## DATA EXTRACT

********************

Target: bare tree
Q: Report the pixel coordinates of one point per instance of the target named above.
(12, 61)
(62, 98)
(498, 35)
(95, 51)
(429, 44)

********************

## TASK
Copy the listing above line for line, with no changes.

## SOLUTION FOR THIS EXERCISE
Target: bare tree
Q: Report the pixel coordinates of one point per instance of the target named above.
(12, 61)
(62, 98)
(498, 35)
(95, 51)
(429, 44)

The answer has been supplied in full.